Work required
Where does the word "white" occur in the entries below? Copy every line that has it.

[Point localization data]
⁂

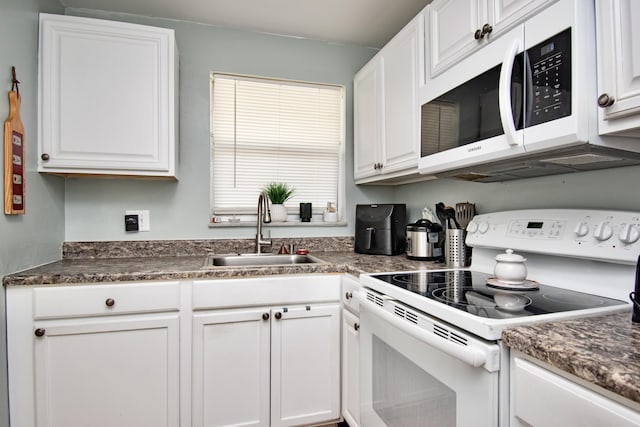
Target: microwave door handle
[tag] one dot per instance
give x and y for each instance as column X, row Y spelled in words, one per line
column 504, row 97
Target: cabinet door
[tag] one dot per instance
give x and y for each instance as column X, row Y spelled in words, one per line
column 231, row 368
column 350, row 368
column 504, row 14
column 105, row 372
column 401, row 147
column 367, row 108
column 451, row 28
column 106, row 97
column 305, row 365
column 619, row 66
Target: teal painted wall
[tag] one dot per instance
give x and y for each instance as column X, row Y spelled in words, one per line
column 180, row 210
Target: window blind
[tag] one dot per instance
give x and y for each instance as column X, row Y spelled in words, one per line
column 274, row 131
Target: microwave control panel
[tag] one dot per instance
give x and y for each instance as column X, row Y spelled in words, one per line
column 549, row 78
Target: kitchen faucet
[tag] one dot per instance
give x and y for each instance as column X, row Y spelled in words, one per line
column 264, row 216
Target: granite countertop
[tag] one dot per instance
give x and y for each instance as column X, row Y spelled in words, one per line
column 602, row 350
column 93, row 270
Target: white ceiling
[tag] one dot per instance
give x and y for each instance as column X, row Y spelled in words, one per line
column 363, row 22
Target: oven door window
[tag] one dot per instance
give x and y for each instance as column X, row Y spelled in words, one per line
column 405, row 382
column 402, row 390
column 470, row 112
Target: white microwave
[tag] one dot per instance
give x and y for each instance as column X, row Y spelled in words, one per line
column 522, row 106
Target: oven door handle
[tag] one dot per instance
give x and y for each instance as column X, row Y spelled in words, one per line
column 470, row 356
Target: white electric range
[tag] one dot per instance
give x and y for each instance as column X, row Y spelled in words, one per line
column 430, row 340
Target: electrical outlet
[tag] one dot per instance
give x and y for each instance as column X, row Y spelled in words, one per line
column 144, row 219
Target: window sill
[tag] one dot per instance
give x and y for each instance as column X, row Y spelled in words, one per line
column 252, row 224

⁂

Exercise response
Target: white ceiling
Target: white microwave
Target: white electric range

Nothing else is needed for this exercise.